• [Section du document]
A examiner la quarantaine de titres qui, aux éditions Anne-Marie Métailiée, occupent aujoud’hui les rayons de la Bibliothèque italienne et de son annexe « Suites italiennes », on peut voir se dessiner un certain visage de la production d’outre-Alpes, tel que nous l’avons vu apparaître depuis dix ans et tel que nous voulons le restituer au public français, à travers le prisme terrible et merveilleux de la traduction.

Le roman noir au cœur

Parce que la face obscure de l’humain éclaire tout le reste, parce que l’histoire de l’Italie n’a cessé de ressembler à un giallo, parce que, dans la Botte comme partout, le polar est un excellent analyseur social et enfin parce que le roman noir incarne outre-Alpes le secteur le plus dynamique de la littérature, il occupe une place centrale dans notre bibliothèque. Mais, de Carlotto à Di Cara, de Dazieri à De Cataldo et Graziani, les œuvres proposées excèdent de partout les bornes du genre. La cruauté métaphysique du premier, le mélange de poésie et de trivialité du second, la folie en miroir du troisième, l’ampleur balzacienne du quatrième, l’humour dépressif de la cinquième… toutes ces qualités les placent en dehors du cadre strict du polar. Mais on ne saurait davantage y faire entrer de force le délire BD-trash de Serio, la vision éclatée de Brauci, l’étrange magie d’Angioni et moins que tout autre Giuseppe Montesano qui tire des missiles érudits et farcesques contre la vulgarité marchande. Même Grimaldi et Machiavelli, les plus conformes aux canons polareux, nous rappellent ce qu’on n’aurait jamais dû oublier depuis Simenon, à savoir que la littérature de genre peut être de la littérature tout court. Avec Wu Ming, singulier auteur collectif dont nous livrons fin août 2007 deux ouvrages solistes avant d’offrir en 2008 le grand roman (et best-seller) Manituana, et Valerio Evangelisti, dont nous publierons bientôt le premier tome d’un roman fleuve sur la révolution mexicaine, la bibliothèque italienne reste habitée par l’exigence de qualité et d’expérimentation, en même temps qu’elle ne cesse de se confronter aux séductions de la littérature de genre (ici, le polar, le roman historique).

• [Extrait de données]
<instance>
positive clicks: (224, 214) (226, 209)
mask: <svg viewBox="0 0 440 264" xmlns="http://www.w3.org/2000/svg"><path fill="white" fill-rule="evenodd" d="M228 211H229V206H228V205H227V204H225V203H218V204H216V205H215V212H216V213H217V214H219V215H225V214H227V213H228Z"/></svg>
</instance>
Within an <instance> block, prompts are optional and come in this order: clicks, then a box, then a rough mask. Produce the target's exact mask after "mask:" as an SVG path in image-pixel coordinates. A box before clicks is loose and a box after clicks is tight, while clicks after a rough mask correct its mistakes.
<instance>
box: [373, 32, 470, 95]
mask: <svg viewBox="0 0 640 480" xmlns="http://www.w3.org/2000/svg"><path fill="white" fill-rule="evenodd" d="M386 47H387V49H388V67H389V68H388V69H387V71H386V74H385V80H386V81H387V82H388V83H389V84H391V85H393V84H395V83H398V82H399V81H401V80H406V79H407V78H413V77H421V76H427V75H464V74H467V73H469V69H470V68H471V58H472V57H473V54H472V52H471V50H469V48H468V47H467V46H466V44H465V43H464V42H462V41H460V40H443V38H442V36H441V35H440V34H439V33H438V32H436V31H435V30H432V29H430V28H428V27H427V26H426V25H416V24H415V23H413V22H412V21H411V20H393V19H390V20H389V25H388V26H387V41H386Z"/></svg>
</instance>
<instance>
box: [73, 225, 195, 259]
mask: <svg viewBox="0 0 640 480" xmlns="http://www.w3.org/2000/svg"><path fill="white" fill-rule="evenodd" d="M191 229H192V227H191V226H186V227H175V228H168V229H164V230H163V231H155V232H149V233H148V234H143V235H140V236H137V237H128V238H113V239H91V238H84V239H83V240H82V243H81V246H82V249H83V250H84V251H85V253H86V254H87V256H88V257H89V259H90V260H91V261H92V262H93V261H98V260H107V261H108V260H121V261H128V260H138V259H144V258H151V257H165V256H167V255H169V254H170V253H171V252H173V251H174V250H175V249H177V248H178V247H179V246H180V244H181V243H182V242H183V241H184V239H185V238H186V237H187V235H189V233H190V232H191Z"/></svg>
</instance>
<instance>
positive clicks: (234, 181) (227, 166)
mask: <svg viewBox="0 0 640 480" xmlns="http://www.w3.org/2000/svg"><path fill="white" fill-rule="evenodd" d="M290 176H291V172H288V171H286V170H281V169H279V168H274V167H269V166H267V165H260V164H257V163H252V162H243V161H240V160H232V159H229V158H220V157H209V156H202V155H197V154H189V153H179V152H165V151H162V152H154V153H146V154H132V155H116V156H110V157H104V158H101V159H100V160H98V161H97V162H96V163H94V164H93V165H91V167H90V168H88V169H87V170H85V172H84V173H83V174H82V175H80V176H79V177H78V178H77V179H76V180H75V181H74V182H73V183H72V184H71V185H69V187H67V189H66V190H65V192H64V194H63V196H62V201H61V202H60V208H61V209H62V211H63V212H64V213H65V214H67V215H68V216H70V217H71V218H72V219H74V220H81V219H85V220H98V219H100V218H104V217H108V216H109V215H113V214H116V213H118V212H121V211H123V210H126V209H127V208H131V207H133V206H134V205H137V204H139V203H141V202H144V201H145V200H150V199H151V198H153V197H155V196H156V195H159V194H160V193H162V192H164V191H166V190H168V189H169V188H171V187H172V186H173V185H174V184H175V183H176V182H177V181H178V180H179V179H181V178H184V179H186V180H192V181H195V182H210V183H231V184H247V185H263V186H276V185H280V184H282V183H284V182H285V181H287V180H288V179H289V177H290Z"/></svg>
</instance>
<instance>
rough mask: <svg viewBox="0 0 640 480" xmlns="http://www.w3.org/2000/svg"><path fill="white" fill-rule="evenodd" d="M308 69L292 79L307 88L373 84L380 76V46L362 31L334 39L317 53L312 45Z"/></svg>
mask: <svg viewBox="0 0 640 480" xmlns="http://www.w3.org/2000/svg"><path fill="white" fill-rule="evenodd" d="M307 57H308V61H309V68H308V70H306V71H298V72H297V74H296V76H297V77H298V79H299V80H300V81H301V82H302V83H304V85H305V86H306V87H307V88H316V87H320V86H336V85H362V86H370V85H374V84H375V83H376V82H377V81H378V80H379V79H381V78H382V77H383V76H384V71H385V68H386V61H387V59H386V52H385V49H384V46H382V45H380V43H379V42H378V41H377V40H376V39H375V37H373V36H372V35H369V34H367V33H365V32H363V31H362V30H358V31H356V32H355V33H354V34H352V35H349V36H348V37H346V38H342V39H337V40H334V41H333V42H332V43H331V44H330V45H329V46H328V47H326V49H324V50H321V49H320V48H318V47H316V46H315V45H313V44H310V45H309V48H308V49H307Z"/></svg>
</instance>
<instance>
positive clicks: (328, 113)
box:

--

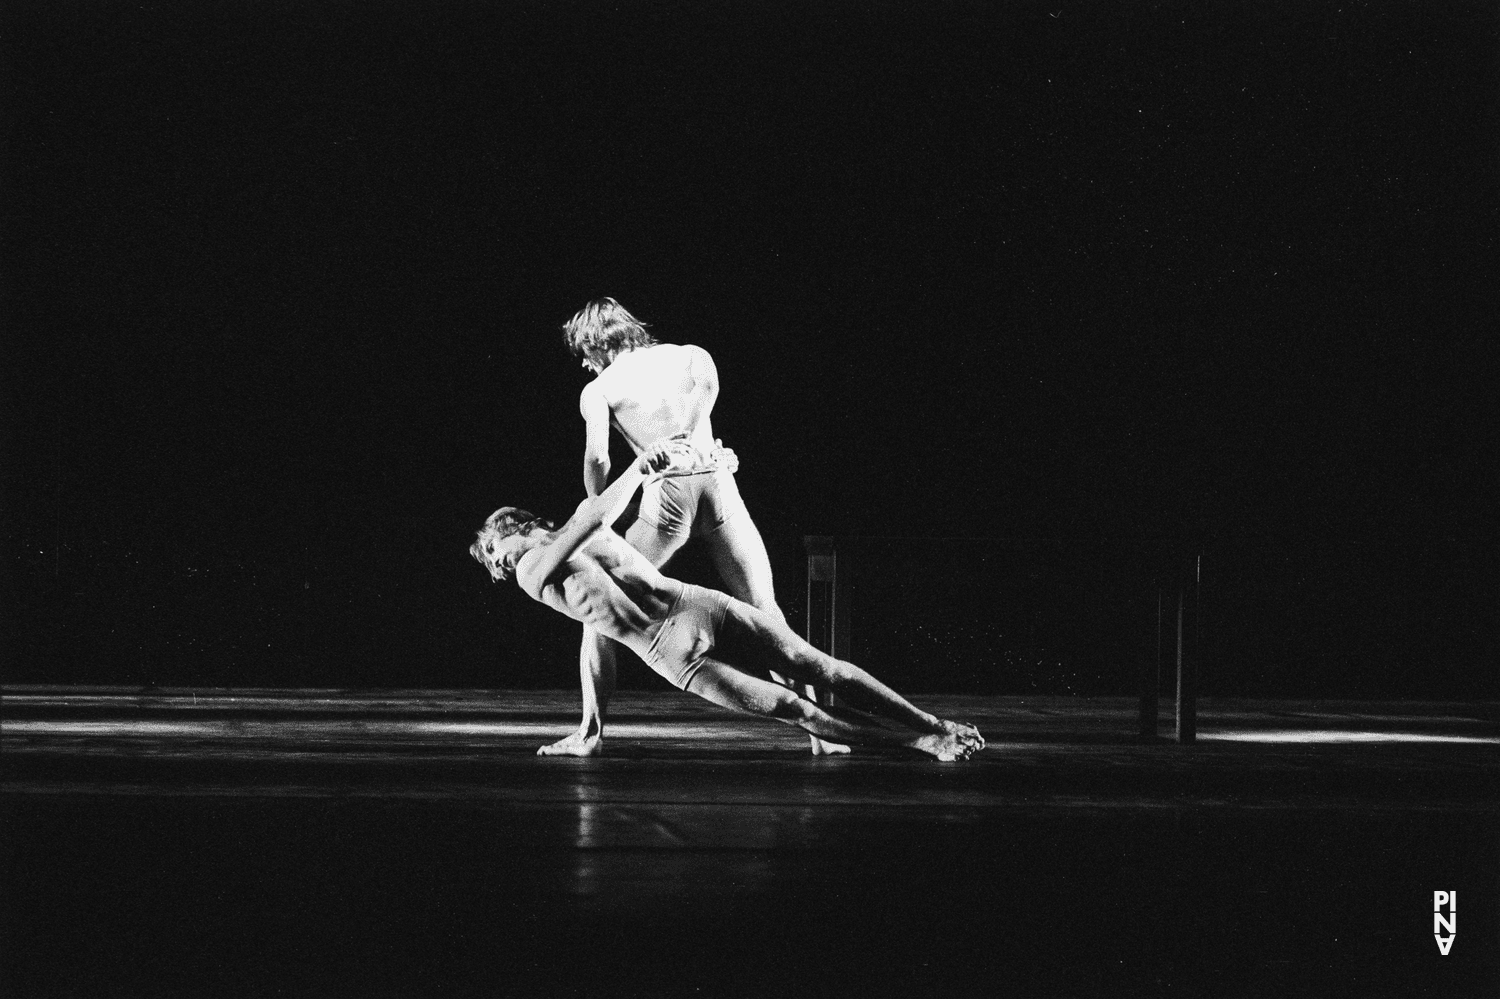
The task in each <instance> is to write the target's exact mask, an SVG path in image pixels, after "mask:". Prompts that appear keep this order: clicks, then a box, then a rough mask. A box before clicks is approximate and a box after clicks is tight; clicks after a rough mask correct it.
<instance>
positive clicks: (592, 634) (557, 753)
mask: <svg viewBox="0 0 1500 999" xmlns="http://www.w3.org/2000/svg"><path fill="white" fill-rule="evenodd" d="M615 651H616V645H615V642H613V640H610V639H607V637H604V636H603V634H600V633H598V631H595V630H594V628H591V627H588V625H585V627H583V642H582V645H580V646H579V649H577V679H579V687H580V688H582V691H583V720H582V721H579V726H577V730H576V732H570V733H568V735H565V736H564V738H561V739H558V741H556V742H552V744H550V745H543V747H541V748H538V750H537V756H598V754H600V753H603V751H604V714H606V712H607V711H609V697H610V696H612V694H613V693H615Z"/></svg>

• [Consigne 1] D'après le texte, quel grand roman de Wu Ming doit paraître en 2008 ?
• [Consigne 2] Transcrivez sans rien changer le passage du texte allant de « A examiner la » jusqu'à « de la traduction. ».
Les lignes n'ont aucun rapport avec le texte.

• [Réponse 1] Manituana.

• [Réponse 2]
A examiner la quarantaine de titres qui, aux éditions Anne-Marie Métailiée, occupent aujoud’hui les rayons de la Bibliothèque italienne et de son annexe « Suites italiennes », on peut voir se dessiner un certain visage de la production d’outre-Alpes, tel que nous l’avons vu apparaître depuis dix ans et tel que nous voulons le restituer au public français, à travers le prisme terrible et merveilleux de la traduction.